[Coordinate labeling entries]
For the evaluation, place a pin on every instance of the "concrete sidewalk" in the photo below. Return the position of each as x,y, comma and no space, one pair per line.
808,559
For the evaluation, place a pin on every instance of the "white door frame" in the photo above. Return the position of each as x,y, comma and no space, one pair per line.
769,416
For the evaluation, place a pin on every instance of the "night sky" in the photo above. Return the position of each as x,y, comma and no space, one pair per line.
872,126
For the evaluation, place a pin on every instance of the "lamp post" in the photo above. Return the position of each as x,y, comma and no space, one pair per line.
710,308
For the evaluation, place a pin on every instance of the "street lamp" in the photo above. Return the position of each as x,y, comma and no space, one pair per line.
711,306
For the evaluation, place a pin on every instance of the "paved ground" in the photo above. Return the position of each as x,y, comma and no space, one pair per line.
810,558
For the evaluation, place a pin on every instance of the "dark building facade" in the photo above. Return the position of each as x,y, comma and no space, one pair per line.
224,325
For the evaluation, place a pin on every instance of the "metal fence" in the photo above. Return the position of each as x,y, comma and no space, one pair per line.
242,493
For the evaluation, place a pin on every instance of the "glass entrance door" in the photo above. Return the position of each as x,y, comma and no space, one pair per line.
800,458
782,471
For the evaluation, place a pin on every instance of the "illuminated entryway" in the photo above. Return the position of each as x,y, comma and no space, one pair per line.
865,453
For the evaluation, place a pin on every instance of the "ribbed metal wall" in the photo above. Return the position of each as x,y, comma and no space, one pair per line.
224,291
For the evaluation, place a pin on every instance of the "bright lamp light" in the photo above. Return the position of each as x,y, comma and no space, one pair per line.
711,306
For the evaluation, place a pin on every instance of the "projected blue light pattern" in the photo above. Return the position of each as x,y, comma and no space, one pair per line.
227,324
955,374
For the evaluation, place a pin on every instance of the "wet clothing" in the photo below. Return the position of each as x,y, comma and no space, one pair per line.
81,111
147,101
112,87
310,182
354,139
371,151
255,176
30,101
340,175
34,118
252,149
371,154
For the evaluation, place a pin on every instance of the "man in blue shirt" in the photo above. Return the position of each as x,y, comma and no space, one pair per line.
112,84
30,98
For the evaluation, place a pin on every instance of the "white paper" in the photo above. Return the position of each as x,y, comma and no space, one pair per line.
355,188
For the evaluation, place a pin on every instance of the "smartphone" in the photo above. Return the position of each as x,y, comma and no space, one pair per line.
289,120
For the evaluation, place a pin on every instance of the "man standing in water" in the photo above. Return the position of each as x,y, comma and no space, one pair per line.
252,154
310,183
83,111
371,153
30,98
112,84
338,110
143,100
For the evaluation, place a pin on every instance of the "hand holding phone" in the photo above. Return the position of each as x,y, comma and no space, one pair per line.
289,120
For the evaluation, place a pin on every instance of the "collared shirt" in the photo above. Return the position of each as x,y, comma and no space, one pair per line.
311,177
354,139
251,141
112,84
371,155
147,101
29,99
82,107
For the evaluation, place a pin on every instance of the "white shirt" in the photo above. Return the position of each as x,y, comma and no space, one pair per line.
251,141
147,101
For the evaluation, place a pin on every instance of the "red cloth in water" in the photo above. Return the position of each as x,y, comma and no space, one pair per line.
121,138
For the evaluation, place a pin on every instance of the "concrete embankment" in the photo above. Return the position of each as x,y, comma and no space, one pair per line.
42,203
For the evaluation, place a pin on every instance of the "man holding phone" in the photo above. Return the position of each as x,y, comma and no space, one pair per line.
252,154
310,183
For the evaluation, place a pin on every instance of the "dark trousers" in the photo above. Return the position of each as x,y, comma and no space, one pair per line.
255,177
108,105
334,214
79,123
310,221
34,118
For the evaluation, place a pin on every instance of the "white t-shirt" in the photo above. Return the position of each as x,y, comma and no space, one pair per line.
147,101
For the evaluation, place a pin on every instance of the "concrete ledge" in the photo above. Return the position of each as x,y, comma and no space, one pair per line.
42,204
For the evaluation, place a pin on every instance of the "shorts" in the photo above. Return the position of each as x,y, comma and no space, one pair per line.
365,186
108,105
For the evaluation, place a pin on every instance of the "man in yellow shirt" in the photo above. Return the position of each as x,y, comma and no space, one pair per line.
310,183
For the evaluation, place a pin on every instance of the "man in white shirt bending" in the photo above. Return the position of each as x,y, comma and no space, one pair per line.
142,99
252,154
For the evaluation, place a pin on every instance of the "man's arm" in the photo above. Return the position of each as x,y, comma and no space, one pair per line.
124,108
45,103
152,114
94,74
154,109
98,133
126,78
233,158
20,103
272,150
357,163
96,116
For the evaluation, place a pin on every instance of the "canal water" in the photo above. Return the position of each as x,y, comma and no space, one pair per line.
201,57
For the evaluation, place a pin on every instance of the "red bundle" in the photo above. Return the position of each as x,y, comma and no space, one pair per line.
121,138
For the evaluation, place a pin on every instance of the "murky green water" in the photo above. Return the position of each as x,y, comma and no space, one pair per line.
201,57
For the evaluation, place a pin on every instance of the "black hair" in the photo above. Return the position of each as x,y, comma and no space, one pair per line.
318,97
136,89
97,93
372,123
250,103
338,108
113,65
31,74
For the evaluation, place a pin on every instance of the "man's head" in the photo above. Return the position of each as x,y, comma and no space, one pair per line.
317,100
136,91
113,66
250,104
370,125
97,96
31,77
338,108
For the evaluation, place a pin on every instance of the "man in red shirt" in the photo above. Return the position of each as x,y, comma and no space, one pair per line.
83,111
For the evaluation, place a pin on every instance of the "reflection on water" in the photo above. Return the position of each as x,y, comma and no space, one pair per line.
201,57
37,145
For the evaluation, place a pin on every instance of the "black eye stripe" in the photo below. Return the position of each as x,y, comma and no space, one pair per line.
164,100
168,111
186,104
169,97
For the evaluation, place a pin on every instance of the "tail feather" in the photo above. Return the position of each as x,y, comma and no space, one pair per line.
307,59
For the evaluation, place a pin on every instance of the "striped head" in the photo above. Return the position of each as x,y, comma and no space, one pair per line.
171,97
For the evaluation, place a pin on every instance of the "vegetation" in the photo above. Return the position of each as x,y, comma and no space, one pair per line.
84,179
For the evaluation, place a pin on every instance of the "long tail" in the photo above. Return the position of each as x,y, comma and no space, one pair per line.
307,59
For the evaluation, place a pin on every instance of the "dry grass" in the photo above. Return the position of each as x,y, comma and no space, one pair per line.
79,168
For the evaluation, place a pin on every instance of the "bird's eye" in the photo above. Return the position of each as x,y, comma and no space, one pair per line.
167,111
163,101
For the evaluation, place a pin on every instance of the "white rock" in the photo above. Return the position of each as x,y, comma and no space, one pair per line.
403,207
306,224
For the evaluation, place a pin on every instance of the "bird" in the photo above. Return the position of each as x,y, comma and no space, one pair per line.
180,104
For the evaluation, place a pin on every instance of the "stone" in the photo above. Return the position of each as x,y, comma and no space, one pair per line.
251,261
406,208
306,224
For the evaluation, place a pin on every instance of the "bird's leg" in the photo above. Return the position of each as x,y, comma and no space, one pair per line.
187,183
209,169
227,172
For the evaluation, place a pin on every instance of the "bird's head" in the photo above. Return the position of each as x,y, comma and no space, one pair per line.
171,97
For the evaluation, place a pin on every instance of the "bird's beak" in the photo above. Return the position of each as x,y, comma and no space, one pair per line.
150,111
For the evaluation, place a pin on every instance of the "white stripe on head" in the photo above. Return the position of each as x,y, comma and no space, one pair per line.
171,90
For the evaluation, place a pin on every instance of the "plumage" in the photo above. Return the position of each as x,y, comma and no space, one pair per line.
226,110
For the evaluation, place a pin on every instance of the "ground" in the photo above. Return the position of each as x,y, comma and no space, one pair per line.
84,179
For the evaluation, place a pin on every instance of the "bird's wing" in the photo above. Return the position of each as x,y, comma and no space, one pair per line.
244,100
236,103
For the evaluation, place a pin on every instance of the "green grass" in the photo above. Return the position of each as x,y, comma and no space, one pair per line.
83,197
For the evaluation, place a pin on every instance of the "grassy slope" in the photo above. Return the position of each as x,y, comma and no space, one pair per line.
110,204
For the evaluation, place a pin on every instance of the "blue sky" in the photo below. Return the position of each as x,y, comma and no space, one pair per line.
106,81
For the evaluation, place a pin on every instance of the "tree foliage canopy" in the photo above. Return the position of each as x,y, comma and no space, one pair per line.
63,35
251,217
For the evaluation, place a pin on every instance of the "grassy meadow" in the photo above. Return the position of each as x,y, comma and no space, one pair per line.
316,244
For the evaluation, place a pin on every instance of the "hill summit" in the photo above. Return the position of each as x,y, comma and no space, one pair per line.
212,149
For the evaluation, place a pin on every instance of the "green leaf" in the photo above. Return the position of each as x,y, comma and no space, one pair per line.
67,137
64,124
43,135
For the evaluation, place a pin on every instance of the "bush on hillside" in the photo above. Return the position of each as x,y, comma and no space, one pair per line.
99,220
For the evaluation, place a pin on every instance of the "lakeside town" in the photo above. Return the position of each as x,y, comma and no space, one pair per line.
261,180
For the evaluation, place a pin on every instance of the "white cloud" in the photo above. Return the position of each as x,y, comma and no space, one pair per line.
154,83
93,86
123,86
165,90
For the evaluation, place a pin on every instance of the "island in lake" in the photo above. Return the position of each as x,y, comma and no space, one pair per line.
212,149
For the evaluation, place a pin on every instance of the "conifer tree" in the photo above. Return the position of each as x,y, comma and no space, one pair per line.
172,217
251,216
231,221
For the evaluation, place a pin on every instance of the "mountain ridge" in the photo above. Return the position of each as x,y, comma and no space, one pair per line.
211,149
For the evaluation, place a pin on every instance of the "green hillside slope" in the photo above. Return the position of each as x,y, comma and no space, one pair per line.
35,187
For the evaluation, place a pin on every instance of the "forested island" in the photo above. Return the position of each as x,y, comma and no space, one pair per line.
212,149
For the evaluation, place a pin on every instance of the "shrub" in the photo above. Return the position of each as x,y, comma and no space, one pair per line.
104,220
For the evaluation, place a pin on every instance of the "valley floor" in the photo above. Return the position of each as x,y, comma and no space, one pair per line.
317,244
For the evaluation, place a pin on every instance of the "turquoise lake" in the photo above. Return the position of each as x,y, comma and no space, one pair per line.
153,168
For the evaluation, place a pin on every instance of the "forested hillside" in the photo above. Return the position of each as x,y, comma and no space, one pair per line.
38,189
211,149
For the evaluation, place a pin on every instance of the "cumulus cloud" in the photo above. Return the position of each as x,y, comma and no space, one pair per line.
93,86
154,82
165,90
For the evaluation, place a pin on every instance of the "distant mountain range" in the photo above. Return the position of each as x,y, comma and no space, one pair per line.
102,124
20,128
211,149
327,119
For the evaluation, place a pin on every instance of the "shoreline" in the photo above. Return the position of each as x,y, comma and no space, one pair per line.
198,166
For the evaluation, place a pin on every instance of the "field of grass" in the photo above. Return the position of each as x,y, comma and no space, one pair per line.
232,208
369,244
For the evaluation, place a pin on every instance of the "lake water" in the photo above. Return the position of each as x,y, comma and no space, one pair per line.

TASK BRIEF: Show every line of the entries above that contains the string "below", copying each one in full.

ANSWER TO THIS EXERCISE:
For the evaluation, place a pin on every instance of the "concrete sidewalk" in the photo below. Return the position of each as x,y, comma and no space, one pair per line.
For the evaluation, place a pin on every instance of the "wet clothing" in the photo below. Return the position of each as x,y, comma and no space, one pair per line.
For the evaluation, place a pin on every instance of the "black eye stripe" in the photo below. Return the position of each as x,y, comma and no space, one pair per line.
For the evaluation, place a pin on every instance of the "blue sky" in the photo below. Return the position of each as x,y, comma and no space, one pair per line.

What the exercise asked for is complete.